» **WORK REQUIRED**: Among the lines of the records below, copy those that hold the word "blue".
START RECORDS FOR THIS TASK
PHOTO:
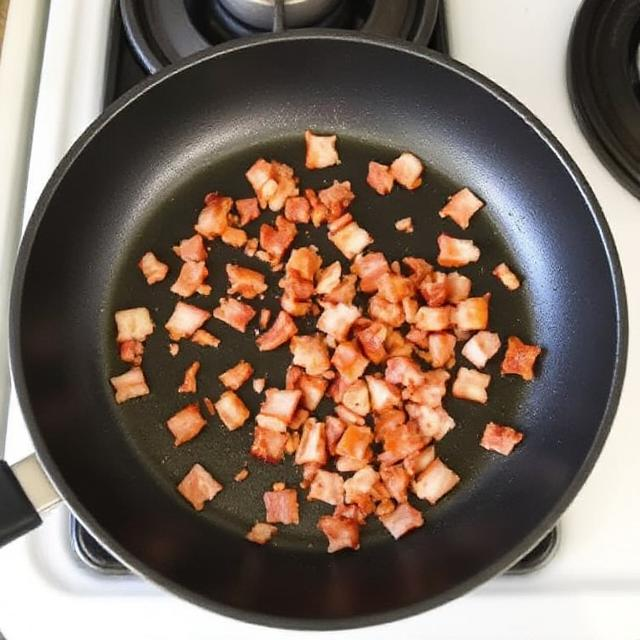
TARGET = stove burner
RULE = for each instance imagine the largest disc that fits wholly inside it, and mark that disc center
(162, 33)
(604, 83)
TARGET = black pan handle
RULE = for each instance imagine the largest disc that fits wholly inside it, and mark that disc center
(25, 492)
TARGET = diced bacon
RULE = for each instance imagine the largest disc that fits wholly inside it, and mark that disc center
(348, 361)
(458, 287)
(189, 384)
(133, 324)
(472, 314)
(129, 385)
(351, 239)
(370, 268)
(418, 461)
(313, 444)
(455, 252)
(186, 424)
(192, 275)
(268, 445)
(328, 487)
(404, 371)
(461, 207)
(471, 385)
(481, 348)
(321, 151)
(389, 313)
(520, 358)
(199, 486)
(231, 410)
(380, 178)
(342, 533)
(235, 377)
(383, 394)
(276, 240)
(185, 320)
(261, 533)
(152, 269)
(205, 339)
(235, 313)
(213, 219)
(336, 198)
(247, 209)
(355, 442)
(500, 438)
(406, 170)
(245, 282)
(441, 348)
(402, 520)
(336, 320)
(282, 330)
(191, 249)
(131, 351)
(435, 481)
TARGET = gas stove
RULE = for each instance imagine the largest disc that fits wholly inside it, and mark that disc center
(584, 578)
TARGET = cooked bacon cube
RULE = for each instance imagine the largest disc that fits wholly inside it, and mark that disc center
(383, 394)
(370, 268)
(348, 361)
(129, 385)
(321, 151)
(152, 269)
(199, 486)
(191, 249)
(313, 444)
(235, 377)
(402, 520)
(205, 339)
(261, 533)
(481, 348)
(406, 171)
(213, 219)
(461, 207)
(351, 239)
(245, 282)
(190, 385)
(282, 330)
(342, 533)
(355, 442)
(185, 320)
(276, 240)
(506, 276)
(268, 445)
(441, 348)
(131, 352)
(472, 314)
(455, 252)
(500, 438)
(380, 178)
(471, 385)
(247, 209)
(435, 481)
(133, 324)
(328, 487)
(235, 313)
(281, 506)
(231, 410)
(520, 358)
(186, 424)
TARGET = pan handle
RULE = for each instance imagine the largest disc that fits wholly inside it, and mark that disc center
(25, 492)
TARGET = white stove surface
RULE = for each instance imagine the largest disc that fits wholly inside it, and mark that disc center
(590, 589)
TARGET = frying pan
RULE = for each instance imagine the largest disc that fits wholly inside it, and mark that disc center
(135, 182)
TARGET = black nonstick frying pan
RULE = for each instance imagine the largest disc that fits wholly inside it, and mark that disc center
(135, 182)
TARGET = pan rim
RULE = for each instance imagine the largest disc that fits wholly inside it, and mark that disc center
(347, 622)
END RECORDS FOR THIS TASK
START RECORDS FOR THIS TASK
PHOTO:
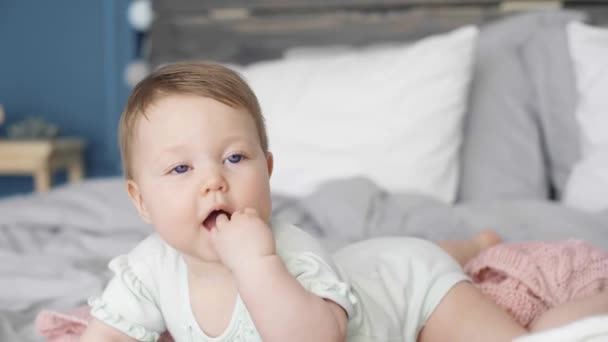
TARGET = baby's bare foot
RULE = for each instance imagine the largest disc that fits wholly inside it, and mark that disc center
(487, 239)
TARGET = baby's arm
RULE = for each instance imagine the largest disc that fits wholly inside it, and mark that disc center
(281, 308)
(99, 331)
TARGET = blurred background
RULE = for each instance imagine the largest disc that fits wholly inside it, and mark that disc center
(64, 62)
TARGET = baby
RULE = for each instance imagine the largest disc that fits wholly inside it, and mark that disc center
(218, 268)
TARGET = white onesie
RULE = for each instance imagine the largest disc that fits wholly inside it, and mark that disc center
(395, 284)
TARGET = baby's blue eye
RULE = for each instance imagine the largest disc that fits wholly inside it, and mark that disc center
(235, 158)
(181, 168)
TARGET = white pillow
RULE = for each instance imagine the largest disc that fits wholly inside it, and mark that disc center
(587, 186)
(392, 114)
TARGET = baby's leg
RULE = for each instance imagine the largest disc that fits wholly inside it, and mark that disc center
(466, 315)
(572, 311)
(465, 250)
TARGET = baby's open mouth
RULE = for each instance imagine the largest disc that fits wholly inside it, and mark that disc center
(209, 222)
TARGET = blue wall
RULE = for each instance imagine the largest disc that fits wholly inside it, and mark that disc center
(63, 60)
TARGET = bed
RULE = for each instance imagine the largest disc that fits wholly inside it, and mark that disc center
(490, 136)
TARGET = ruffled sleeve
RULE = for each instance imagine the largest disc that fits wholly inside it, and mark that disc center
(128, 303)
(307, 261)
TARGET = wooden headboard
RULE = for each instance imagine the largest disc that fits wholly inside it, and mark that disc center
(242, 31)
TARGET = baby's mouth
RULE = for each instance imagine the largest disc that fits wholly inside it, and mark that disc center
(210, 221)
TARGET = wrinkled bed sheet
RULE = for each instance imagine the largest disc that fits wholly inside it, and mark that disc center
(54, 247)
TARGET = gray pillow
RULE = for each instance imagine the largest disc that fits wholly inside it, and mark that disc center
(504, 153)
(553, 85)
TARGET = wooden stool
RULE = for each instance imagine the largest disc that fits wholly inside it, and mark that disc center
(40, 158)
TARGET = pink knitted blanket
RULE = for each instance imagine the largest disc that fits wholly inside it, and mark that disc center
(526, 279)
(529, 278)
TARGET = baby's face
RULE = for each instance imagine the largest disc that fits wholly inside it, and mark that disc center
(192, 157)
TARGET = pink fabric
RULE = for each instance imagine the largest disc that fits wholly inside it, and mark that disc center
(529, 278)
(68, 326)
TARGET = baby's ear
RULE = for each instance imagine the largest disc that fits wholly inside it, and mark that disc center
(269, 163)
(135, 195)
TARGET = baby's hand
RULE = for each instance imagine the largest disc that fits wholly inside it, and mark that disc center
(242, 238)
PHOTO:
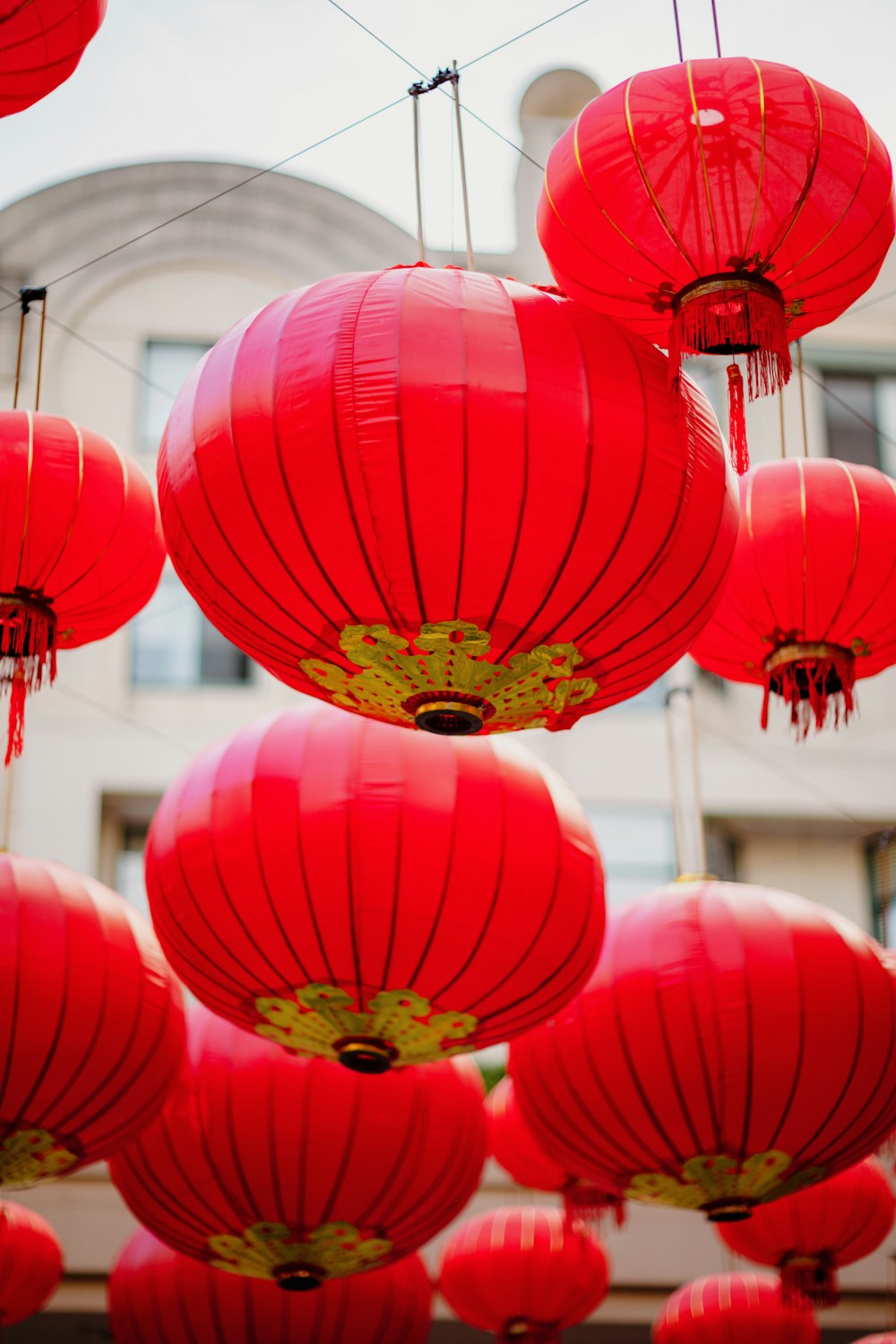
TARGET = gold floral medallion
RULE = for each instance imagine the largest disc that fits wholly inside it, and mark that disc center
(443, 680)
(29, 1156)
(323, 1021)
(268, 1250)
END RECORDS FOR THIS TASK
» **ANSWER BOX**:
TARGET = baby's blue eye
TARGET = blue wall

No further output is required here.